● EXERCISE GOAL:
Copy the records word for word, from their beginning through the line that contains "(1072, 381)", and leave out the pictures.

● DATA EXTRACT:
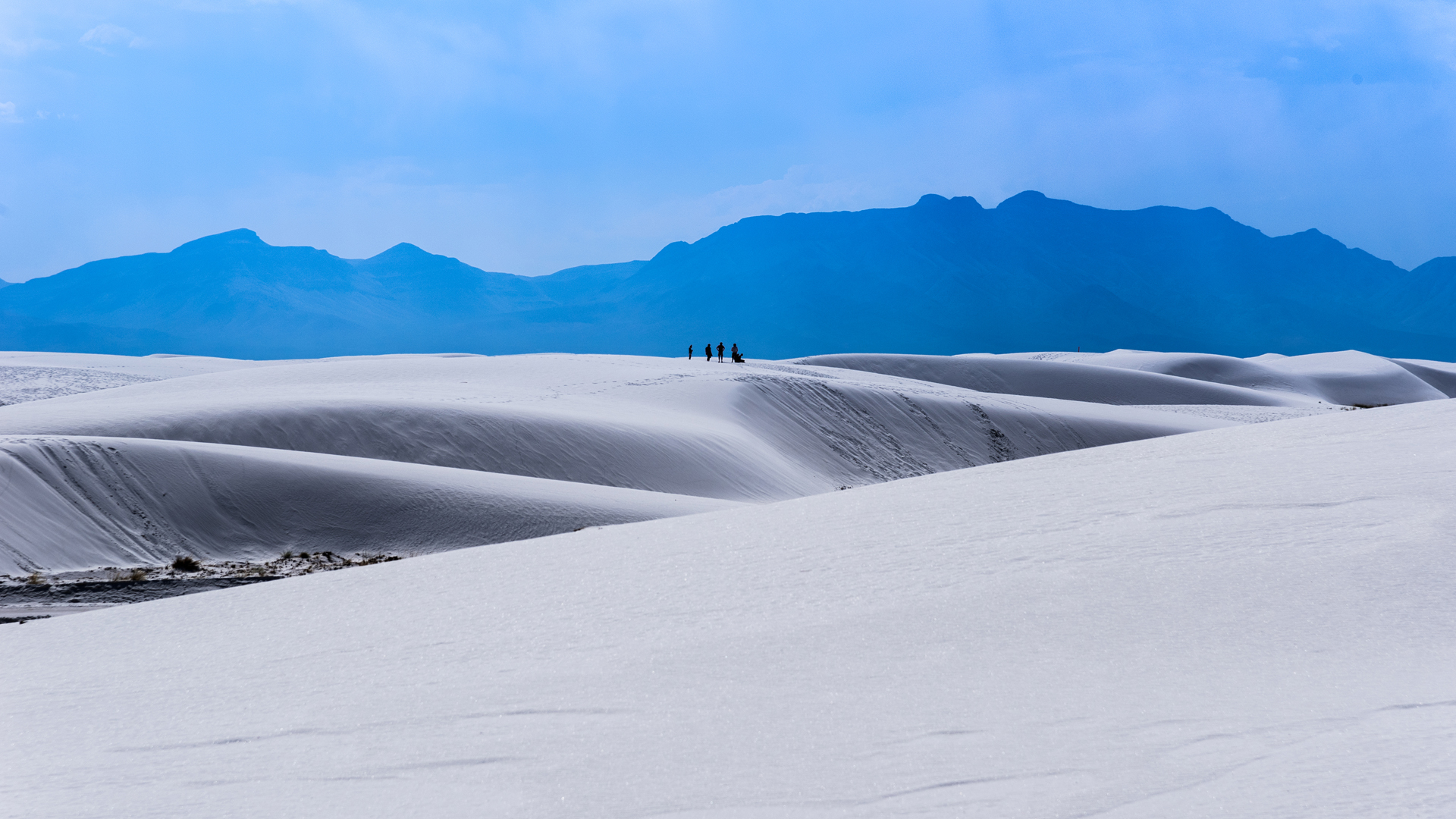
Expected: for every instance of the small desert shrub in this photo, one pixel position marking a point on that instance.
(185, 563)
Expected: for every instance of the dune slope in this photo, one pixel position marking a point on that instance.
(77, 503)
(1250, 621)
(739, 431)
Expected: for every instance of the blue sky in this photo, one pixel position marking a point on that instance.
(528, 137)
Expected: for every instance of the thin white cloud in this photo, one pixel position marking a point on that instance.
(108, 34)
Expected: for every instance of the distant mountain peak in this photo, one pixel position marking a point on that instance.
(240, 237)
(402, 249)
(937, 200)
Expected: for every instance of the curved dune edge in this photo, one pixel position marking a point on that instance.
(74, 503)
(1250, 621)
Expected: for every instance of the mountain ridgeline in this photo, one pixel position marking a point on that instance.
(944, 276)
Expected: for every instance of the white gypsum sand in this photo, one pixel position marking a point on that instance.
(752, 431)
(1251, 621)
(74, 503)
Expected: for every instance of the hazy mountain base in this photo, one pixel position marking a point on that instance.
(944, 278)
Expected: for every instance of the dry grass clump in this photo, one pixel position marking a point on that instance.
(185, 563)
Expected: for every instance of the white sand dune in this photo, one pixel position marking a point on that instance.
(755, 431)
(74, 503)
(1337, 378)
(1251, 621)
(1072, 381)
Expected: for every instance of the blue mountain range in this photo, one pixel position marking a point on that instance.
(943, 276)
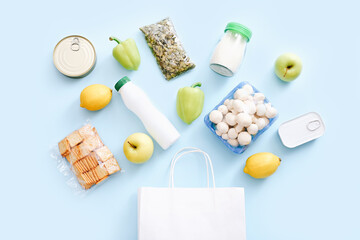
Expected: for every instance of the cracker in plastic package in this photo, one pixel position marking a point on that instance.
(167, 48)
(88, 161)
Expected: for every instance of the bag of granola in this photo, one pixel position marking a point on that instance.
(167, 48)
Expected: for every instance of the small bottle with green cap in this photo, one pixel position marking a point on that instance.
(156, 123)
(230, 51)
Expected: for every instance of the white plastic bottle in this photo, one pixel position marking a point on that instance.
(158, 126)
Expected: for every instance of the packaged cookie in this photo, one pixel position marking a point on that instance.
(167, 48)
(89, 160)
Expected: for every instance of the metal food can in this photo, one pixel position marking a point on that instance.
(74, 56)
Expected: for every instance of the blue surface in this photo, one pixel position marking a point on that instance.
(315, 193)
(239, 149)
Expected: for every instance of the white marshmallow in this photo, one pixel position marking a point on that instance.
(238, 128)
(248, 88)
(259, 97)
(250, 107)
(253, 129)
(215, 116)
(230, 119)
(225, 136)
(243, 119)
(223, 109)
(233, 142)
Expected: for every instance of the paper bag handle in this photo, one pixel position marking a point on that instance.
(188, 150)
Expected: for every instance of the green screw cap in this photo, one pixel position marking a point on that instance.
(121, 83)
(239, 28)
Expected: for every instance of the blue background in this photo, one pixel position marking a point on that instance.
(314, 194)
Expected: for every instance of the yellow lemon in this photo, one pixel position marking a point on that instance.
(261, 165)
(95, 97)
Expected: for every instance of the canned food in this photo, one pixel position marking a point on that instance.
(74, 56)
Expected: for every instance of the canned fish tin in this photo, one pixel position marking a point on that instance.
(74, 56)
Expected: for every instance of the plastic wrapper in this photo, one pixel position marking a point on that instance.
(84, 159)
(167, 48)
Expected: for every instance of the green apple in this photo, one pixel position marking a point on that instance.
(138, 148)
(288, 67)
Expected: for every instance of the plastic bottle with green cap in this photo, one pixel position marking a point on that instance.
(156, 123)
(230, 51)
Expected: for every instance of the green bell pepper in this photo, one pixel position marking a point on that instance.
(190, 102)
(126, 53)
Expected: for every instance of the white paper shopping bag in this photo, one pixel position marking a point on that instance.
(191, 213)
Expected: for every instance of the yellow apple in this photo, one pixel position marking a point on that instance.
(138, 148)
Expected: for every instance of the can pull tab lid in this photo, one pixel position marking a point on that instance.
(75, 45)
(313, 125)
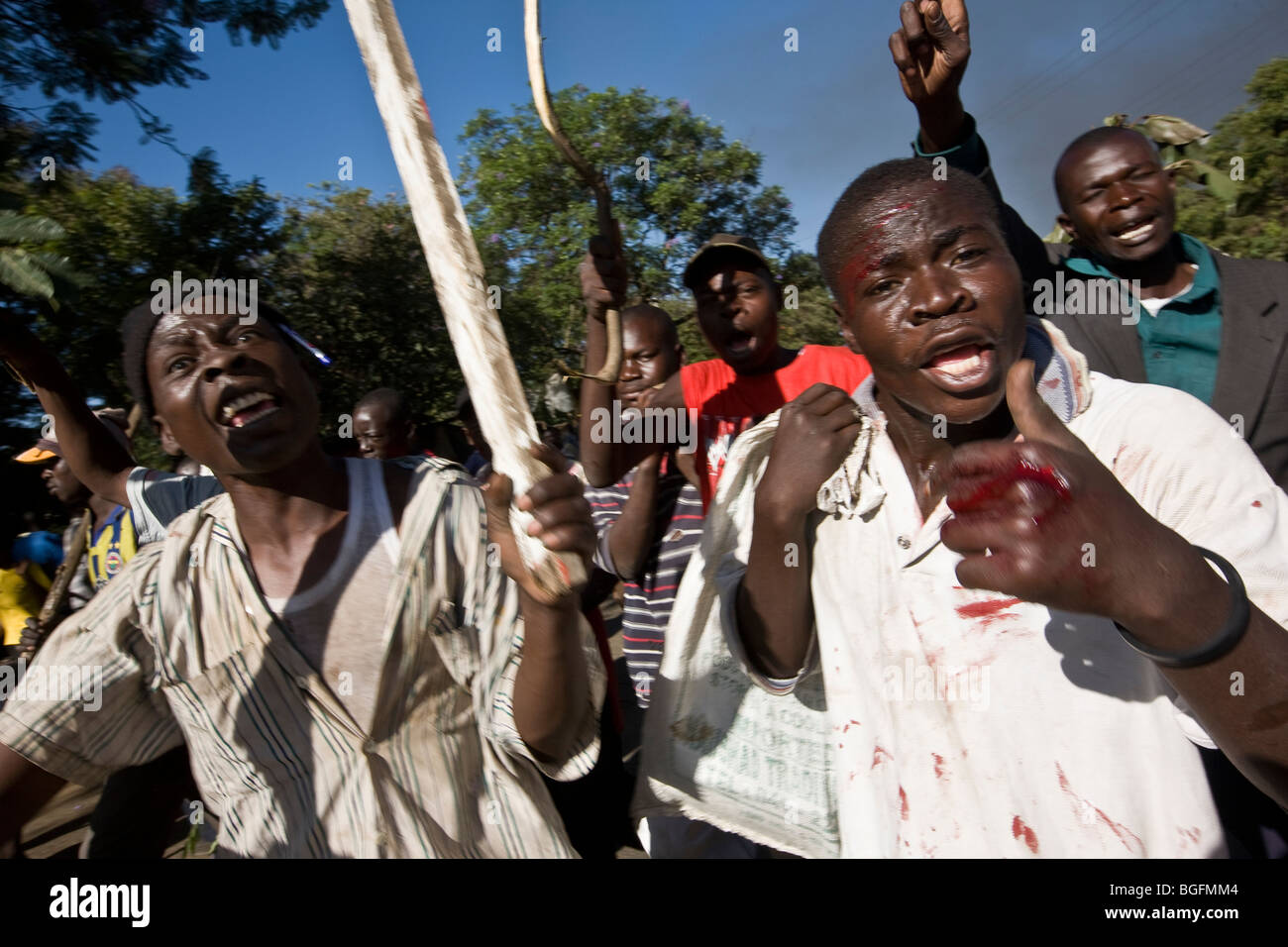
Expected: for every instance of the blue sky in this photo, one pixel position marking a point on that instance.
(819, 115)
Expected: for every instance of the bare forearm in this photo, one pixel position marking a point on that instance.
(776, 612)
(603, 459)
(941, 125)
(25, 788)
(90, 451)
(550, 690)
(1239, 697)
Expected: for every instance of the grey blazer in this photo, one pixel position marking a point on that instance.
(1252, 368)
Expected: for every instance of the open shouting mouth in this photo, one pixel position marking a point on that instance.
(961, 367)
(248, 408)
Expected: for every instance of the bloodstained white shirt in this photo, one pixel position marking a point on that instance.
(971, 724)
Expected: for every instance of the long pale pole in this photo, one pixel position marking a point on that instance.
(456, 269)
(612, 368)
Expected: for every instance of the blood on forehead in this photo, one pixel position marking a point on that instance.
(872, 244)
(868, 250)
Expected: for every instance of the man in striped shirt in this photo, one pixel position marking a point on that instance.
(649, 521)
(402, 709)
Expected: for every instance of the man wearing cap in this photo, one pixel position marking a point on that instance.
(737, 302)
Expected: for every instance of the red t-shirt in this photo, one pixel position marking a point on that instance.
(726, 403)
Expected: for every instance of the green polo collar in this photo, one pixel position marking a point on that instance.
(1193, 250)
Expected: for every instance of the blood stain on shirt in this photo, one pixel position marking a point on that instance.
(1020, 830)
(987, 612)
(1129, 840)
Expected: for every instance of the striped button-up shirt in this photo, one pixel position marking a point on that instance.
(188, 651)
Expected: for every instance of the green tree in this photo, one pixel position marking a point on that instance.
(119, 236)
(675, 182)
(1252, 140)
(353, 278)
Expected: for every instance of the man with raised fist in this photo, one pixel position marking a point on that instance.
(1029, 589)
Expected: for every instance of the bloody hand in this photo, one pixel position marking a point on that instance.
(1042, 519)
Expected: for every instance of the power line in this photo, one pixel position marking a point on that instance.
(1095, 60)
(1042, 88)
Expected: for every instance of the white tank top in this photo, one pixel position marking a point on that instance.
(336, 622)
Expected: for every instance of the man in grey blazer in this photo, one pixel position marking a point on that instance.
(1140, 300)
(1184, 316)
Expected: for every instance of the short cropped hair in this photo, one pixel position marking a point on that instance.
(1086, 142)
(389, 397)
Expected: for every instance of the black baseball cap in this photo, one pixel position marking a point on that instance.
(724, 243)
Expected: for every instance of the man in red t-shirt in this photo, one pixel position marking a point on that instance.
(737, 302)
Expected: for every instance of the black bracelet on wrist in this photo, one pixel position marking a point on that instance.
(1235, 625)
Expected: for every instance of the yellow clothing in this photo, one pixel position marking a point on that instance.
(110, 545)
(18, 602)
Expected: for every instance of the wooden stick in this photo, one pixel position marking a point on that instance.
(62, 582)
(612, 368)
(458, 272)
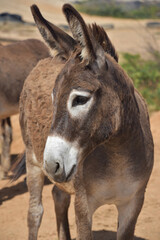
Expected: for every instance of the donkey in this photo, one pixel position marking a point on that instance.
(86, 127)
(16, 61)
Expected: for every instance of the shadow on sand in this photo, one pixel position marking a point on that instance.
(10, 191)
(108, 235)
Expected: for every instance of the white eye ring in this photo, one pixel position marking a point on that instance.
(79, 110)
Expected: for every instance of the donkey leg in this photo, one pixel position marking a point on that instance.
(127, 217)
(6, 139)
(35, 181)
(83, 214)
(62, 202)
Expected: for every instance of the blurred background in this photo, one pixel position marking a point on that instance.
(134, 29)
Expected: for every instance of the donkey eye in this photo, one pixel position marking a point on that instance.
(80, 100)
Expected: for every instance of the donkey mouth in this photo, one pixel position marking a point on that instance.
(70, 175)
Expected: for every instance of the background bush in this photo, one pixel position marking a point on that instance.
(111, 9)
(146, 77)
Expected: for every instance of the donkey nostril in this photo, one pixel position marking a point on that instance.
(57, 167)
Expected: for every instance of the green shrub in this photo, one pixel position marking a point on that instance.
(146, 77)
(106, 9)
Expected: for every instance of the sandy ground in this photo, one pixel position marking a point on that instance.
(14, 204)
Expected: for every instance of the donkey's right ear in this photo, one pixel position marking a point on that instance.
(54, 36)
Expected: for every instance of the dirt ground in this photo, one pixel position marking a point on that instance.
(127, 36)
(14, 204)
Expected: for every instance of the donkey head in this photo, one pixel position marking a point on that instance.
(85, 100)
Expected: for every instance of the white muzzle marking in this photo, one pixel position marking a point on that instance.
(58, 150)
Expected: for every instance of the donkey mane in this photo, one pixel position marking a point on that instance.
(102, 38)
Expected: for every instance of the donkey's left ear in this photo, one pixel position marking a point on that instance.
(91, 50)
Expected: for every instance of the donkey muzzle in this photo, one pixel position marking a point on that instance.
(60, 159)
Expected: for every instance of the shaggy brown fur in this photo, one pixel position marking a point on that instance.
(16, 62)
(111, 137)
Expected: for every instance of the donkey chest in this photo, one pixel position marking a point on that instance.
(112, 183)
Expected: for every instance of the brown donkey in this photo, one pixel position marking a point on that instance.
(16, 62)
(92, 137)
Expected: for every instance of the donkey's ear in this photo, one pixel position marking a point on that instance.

● WRITTEN RESPONSE:
Expected: for every instance of the small desert shrub in this photo, one pixel position marking a point on that instance.
(185, 563)
Expected: for every instance of the dune slope in this photo, one pixel position marking a point on that instance.
(77, 503)
(1250, 621)
(739, 431)
Expected: for every instance of the blue sky in this photo, one pixel position marking a point on that instance.
(528, 137)
Expected: for every instance of the thin white cloud in this photo, one pixel position marking a point on that instance.
(108, 34)
Expected: for every instance of the distant mountain peak in this photo, one pixel position marking a point on that instance.
(240, 237)
(402, 249)
(937, 200)
Expected: for every instance of the curved dune edge in this photo, one pixel position marking a point on that instance.
(74, 503)
(1250, 621)
Expected: for every instance of the mountain ridgeline in this photo, one pixel position marking a point on that instance.
(944, 276)
Expected: for every instance of the white gypsum sand in this photo, one pixel position marking a point on that instance.
(752, 431)
(1251, 621)
(74, 503)
Expected: for every instance of the hazy mountain base in this photo, one pixel position marking a point on that instance.
(944, 278)
Expected: for every instance of the dry grass clump in this photo, one pixel position marking a point on that instance.
(185, 563)
Expected: for every instance of the white sand dune in this photo, one pixel position marking a point on that instance.
(755, 431)
(74, 503)
(1337, 378)
(1251, 621)
(1072, 381)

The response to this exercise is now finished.